Encargo 1:
Responde a estas preguntas sobre el reportaje de los niños náufragos:
(a) ¿Cuántos años tiene Bachir Yamii?
(b) ¿En qué ciudad nació Bachir?
(c) ¿Entre qué edades suelen estar las personas que se buscan en la costa?
Encargo 2: Reescribe el fragmento del reportaje sobre los niños náufragos comprendido entre "Puerto Rosario (Canarias)" y "colinas de Fuerteventura.", ambos incluidos, y sustituye "Centro de Menores" por "Centro de Acogida".
Encargo 3: Prosigue el reportaje sobre los niños náufragos a partir de su última oración.

Reportaje

Los niños náufragos

Ilya U. Topper
Ilya U. Topper
· 17 minutos
Playa en Las Palmas de Gran Canaria (2014) |  ©  I. U. T. /M'Sur
Playa en Las Palmas de Gran Canaria (2014) | © I. U. T. /M’Sur

Puerto Rosario (Canarias) | 2000

Bachir Yamii tiene nueve años. Y un mar a sus espaldas. Los cien kilómetros de superficie marina que le separan de la ciudad donde nació: El Aaiún, la capital del Sáhara Occidental. Bachir vive en el Centro de Menores de Puerto Rosario. Es el más joven de los treinta y cinco niños que han arriesgado su vida para buscar Eldorado en las desiertas colinas de Fuerteventura.

Esta isla, la más cercana al continente africano, es la puerta de entrada del archipiélago canario para los marroquíes que arriesgan su vida para alcanzar Europa. Casi todos los días hay una patera encallada en las playas, a veces dos. Empieza entonces la rutina para los voluntarios de Cruz Roja y los agentes de la Guardia Civil: poner a salvo el motor de la embarcación, arrastrar el casco hasta el muelle de Puerto Rosario donde se acumulan los vestigios de estas hazañas marítimas y rastrear la costa en busca de personas que hablen mal el castellano, tengan la ropa mojada y no se puedan identificar. Suelen ser jóvenes de entre veinte y treinta años. Y frecuentemente son, también, críos de quince, de trece, de apenas diez años.

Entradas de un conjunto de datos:
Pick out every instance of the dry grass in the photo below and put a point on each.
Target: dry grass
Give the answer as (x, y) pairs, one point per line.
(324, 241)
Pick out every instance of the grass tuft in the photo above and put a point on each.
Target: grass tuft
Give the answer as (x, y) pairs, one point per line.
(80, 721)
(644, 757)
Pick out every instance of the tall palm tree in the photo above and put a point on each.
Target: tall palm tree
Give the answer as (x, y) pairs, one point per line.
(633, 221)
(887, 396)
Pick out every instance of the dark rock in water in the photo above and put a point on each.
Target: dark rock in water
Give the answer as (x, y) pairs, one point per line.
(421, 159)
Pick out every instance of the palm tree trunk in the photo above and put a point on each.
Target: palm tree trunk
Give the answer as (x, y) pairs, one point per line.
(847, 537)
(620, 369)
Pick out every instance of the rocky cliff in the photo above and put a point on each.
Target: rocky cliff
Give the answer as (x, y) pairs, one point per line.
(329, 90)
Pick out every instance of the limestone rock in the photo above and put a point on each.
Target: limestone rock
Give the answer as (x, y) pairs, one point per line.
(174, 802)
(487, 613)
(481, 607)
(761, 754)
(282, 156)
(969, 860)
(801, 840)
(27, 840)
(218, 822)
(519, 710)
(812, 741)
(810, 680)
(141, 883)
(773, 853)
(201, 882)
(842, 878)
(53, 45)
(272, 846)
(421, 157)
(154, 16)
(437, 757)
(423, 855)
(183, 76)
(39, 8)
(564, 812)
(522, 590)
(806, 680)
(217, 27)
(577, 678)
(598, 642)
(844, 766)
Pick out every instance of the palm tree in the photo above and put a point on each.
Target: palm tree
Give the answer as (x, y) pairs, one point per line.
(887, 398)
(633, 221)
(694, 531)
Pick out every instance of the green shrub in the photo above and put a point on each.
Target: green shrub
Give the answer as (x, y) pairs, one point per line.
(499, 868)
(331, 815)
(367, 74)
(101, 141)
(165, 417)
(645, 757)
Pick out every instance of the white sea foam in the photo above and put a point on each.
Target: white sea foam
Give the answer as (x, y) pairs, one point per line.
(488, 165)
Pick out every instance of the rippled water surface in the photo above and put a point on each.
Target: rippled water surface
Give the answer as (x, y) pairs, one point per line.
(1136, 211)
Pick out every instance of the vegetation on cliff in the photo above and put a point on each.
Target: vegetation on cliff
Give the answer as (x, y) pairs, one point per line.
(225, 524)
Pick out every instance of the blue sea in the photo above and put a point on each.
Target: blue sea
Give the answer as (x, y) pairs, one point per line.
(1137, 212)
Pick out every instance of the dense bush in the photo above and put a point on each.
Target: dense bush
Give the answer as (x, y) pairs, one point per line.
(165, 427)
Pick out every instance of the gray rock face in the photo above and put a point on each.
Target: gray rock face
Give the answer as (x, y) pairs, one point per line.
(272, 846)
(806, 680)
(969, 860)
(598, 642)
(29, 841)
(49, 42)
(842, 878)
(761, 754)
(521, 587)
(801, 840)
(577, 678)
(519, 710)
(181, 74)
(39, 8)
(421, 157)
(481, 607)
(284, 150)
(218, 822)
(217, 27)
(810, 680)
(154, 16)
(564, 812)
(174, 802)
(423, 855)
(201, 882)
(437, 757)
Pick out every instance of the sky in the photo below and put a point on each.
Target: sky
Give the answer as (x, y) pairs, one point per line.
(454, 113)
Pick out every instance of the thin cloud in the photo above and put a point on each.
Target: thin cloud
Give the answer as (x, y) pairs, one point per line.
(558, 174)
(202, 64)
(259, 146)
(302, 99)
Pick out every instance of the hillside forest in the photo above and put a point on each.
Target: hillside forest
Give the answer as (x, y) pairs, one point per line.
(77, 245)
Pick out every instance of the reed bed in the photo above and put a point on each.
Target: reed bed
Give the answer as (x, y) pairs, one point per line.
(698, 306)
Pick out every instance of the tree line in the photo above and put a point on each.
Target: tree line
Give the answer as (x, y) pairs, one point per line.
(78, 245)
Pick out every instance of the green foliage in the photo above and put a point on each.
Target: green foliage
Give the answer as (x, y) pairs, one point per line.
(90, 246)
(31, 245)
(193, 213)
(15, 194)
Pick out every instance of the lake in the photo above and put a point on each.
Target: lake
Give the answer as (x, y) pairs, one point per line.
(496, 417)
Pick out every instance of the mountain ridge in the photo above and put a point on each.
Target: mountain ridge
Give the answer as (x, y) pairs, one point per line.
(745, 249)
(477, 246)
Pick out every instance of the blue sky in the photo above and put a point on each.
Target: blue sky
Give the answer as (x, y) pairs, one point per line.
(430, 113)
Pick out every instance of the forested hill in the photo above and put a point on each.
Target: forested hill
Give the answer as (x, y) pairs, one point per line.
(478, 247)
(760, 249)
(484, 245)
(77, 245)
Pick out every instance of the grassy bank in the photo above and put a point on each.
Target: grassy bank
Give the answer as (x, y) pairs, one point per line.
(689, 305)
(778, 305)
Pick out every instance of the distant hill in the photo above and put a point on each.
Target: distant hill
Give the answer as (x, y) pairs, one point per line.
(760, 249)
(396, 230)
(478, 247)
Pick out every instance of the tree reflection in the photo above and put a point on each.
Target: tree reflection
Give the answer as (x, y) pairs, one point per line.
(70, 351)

Respuesta 1:
(a) Tiene nueve años.
(b) Nació en El Aaiún, la capital del Sáhara Occidental.
(c) Suelen tener entre veinte y treinta años.

Respuesta 2:
Puerto Rosario (Canarias) | 2000

Bachir Yamii tiene nueve años. Y un mar a sus espaldas. Los cien kilómetros de superficie marina que le separan de la ciudad donde nació: El Aaiún, la capital del Sáhara Occidental. Bachir vive en el Centro de Acogida de Puerto Rosario. Es el más joven de los treinta y cinco niños que han arriesgado su vida para buscar Eldorado en las desiertas colinas de Fuerteventura.

Respuesta 3:
A los más pequeños no se les cobran las ocho horas de miedo, esperanza y mareos

Menores no acompañados. Éste es su nombre en la jerga de los administrativos locales, los dirigentes de las ONG y los políticos de la Unión Europea. Tienen familia, pero la han dejado en Marruecos para buscar, por su propia cuenta y riesgo, una vida nueva. Son menores de edad y no pueden ser expulsados. A diferencia de los adultos que tienen que montarse en el avión a Melilla con frecuencia el mismo día de su llegada a la isla.

Bachir Yamii no ha pagado el viaje. «El capitán dejó que subiera gratis a la patera» explica en árabe dialectal. A los más pequeños no se les cobran las ocho horas de miedo, esperanza y mareos. Nureddin Dahabi, Mohamed Nachat y Taufiq Ayubi sí han pagado. Al igual que Ibtiham y Na’ma, las únicas dos chicas entre la treintena de varones. Cuatro mil dirham cada uno, alrededor de 65.000 pesetas [400 euros]. Es la tarifa.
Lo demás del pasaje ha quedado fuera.